Reproduce the material below with "quilt" substituted for every occurrence of "blanket", keeping everything else identical.

BEGIN

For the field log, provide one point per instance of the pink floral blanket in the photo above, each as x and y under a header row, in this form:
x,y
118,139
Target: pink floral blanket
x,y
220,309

END

Answer in full:
For the field log, provide one point per instance of the pink floral quilt in the photo above, each as x and y under a header row, in this form:
x,y
118,139
Target: pink floral quilt
x,y
220,309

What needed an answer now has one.